[Excerpts of pointing data]:
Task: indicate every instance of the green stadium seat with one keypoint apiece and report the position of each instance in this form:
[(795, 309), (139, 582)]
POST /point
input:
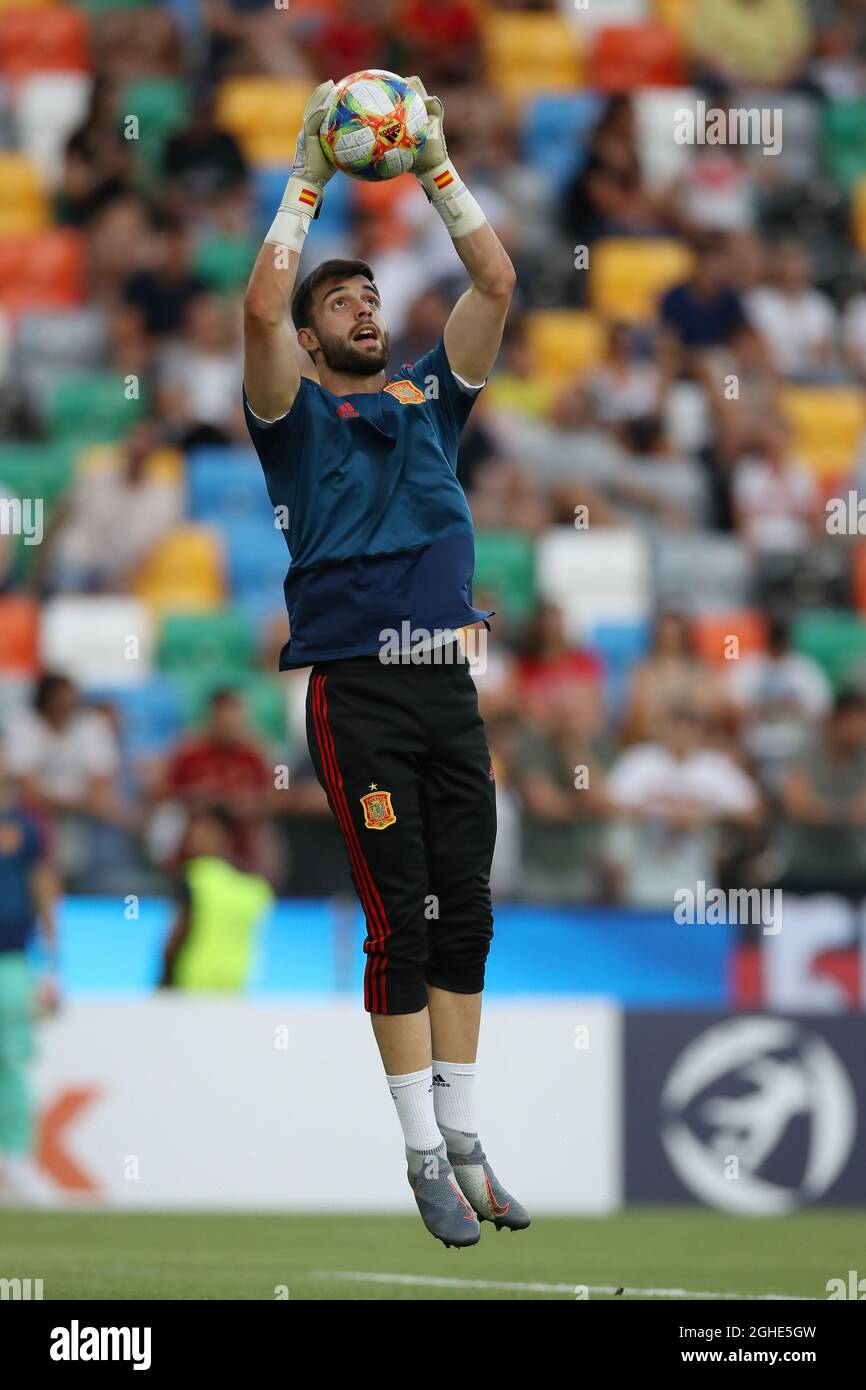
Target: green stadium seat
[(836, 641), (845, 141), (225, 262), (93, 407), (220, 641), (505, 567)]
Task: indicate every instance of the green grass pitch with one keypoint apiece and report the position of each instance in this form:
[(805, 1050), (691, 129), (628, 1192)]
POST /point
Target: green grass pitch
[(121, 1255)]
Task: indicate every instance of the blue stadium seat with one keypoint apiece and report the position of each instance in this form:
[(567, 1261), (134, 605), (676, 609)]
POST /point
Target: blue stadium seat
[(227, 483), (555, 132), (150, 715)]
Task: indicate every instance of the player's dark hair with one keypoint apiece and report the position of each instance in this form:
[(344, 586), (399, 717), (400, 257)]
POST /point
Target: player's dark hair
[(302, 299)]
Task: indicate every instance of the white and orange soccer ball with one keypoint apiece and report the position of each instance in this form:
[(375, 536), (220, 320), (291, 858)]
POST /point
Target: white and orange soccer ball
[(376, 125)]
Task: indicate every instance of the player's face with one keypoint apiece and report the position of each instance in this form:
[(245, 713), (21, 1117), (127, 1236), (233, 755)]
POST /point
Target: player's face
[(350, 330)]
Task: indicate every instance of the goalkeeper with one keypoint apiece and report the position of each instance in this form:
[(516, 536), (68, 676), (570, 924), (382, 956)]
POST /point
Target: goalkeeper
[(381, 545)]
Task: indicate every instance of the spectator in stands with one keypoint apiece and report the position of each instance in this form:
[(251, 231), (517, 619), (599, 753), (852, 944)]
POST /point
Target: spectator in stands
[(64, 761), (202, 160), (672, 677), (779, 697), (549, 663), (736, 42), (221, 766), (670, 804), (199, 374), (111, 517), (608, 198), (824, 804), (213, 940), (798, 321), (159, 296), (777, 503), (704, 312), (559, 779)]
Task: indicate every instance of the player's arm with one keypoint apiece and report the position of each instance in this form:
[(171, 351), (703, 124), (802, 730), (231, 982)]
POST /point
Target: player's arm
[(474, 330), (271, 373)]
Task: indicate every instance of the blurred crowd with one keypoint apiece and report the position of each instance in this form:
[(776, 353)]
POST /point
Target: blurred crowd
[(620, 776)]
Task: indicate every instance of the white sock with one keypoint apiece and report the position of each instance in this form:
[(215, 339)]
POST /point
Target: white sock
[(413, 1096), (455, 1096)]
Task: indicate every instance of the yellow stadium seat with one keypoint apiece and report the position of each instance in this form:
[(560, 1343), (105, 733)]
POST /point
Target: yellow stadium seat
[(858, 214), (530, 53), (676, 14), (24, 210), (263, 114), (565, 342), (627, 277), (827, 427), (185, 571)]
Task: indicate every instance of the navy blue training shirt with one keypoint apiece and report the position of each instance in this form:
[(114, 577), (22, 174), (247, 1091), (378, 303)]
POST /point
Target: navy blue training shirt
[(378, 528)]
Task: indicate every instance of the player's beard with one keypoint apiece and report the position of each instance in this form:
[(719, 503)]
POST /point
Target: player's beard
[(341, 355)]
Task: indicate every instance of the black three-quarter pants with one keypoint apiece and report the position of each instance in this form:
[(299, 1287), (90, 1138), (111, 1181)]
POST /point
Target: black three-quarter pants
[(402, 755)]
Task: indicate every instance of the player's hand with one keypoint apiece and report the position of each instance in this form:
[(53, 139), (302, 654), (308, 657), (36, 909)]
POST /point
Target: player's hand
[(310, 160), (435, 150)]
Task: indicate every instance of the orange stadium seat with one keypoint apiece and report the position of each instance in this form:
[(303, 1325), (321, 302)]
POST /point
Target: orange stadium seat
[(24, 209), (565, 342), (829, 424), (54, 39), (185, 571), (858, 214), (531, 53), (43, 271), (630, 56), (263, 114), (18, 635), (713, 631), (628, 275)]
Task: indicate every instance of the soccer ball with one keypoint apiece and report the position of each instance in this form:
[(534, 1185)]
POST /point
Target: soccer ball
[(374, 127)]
--
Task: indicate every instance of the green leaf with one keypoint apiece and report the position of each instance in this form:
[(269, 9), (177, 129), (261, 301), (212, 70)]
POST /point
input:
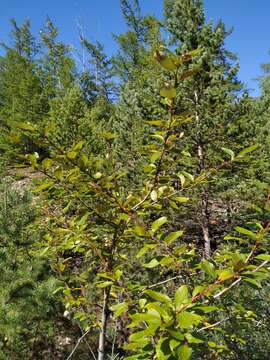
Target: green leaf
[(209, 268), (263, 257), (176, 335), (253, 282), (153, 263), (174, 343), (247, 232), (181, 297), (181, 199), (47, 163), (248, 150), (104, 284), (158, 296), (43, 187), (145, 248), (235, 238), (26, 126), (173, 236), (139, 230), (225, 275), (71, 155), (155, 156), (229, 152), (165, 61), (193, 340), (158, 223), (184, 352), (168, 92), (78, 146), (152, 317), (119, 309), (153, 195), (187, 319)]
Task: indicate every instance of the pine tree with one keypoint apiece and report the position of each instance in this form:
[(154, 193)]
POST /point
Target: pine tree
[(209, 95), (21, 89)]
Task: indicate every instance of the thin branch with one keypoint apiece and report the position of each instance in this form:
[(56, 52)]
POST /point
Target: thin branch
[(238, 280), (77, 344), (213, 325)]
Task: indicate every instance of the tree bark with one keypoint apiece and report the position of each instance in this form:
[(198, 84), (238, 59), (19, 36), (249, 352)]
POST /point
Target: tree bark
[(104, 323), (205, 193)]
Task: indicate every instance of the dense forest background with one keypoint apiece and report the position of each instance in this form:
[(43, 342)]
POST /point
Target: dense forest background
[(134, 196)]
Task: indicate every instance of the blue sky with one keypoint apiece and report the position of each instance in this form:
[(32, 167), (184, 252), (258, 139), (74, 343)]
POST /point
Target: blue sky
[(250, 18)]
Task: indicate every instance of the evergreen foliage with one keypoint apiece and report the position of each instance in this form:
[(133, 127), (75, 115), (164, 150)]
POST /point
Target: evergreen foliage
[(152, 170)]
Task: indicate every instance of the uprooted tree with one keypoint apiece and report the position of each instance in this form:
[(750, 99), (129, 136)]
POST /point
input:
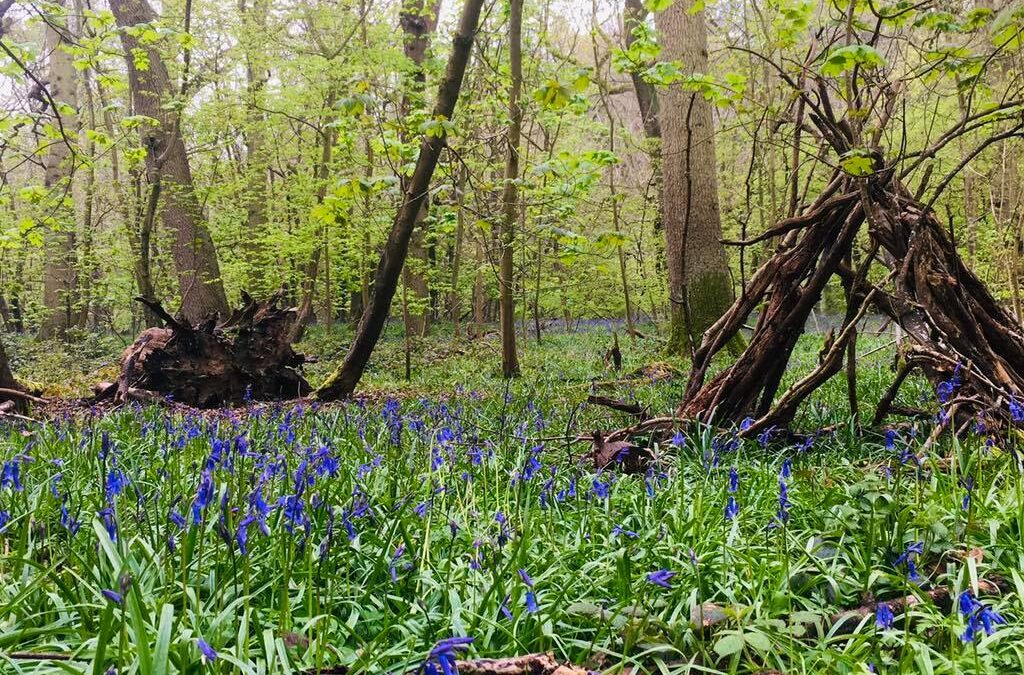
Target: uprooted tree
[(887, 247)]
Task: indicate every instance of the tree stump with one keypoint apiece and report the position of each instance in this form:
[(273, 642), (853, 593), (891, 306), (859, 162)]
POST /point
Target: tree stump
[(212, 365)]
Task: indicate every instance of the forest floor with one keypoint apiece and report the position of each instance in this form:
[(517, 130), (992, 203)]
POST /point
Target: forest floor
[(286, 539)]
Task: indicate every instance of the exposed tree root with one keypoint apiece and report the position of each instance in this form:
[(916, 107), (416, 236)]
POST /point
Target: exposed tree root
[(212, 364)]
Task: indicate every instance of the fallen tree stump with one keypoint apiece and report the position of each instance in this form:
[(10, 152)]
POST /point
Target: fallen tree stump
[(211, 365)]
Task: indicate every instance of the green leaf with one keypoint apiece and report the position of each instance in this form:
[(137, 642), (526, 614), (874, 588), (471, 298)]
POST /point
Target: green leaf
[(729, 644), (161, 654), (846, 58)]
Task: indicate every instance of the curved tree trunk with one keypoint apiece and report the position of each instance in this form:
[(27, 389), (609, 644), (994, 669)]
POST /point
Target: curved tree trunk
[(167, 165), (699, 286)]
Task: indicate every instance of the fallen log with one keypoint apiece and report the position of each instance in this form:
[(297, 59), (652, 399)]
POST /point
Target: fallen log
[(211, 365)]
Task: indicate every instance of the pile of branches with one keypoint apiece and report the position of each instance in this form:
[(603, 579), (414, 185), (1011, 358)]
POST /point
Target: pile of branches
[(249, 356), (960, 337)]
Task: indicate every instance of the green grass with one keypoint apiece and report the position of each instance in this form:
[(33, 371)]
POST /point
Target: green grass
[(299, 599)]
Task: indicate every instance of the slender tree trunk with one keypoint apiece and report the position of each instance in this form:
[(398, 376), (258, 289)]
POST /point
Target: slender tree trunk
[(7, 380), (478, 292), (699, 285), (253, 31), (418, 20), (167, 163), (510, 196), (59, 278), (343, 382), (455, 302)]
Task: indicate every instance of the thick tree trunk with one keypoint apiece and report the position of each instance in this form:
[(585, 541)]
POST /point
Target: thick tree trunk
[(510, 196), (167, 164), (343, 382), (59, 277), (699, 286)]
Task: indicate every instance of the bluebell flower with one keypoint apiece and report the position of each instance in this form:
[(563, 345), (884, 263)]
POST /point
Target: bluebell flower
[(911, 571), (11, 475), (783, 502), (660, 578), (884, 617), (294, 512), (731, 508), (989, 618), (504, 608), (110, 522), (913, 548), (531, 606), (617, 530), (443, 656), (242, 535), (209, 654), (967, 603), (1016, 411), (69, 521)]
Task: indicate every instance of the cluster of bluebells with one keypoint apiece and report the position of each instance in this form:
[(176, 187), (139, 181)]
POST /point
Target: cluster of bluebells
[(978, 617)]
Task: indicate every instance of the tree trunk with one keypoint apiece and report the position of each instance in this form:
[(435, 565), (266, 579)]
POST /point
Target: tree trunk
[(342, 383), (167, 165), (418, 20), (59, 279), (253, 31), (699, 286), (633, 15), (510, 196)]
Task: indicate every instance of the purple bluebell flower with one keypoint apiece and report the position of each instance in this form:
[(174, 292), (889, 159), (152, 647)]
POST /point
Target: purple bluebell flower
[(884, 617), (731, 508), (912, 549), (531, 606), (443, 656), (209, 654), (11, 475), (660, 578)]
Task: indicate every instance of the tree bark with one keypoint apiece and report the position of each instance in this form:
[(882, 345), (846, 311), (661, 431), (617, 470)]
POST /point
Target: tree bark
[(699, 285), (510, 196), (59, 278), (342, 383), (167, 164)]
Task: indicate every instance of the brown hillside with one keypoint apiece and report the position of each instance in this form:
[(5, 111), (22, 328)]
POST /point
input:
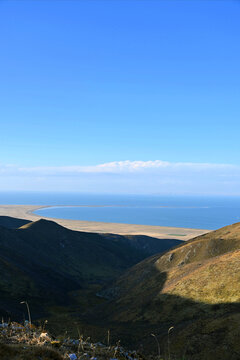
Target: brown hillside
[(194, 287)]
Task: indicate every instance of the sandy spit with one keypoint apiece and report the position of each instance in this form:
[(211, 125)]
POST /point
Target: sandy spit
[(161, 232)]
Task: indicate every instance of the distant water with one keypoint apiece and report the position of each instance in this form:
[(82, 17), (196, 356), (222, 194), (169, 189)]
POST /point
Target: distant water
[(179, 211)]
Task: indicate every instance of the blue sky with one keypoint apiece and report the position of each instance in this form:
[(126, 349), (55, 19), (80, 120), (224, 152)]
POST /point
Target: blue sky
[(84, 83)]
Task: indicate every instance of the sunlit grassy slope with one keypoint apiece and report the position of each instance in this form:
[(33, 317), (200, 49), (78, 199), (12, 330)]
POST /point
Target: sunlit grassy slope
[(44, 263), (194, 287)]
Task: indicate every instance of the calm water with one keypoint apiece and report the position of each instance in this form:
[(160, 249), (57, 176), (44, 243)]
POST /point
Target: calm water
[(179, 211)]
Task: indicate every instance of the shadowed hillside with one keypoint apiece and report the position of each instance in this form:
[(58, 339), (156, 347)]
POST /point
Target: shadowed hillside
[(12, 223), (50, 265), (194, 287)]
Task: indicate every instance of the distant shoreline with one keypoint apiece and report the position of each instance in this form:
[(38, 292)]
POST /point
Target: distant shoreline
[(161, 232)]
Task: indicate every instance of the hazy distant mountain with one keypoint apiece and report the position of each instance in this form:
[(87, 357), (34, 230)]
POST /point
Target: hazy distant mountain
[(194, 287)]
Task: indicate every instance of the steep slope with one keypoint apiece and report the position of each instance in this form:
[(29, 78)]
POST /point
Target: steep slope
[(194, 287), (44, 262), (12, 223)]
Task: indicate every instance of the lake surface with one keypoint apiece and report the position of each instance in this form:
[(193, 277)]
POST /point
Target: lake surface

[Short problem]: Substitute "marker" for every "keypoint" in the lines from the one containing "Task: indicate every instance of the green stadium" through the one containing "312), (559, 779)]", inclusive, and give those lines again without the pictures.

[Full output]:
Task: indicate every instance of the green stadium seat with one marker apiece and report the position of each instance in this form:
[(795, 309), (139, 582)]
POST /point
input:
Target: green stadium seat
[(836, 641), (845, 141), (225, 262), (93, 407), (220, 641), (505, 567)]
Task: indicate every instance of the green grass pitch with one marker apiece and report the position of each instance in this form:
[(805, 1050), (691, 129), (628, 1192)]
POST /point
Target: green grass pitch
[(121, 1255)]
Task: indicate every instance of the blue stadium seat with one marker apiece and report the position of each instance in this form:
[(567, 1261), (134, 605), (676, 609)]
POST /point
Target: blue stadium seat
[(227, 483), (555, 132), (150, 715)]
Task: indicate every instance of the player's dark hair with one marker apiece and report the position of each instance in this form:
[(344, 586), (399, 717), (400, 257)]
POST /point
Target: player's dark hair
[(302, 299)]
Task: indicate every instance of the white and orange soccer ball with one marker apiece and report the position of each instance in this form:
[(375, 536), (220, 320), (291, 858)]
POST /point
Target: white and orange soccer ball
[(376, 125)]
Task: indicate every instance of the player's face with one marker apiece and report the position of each instance in this form:
[(245, 713), (21, 1117), (127, 1236), (233, 755)]
POST /point
Target: player's face
[(350, 330)]
Task: indicate every instance of the goalkeeper with one marker apiece and report the position of each instance in this form:
[(516, 536), (68, 676), (570, 924), (382, 956)]
POST /point
Target: goalkeeper
[(381, 545)]
Task: indicate every instance of the spectator in stands with one marker apiece and report the position of each instance in this form:
[(251, 231), (517, 619), (599, 753), (852, 944)]
POST /point
Target: spectator in stands
[(64, 761), (202, 160), (672, 677), (779, 697), (549, 663), (736, 42), (221, 766), (670, 804), (199, 374), (111, 517), (608, 198), (824, 804), (213, 940), (798, 321), (159, 296), (777, 503), (704, 312), (559, 779)]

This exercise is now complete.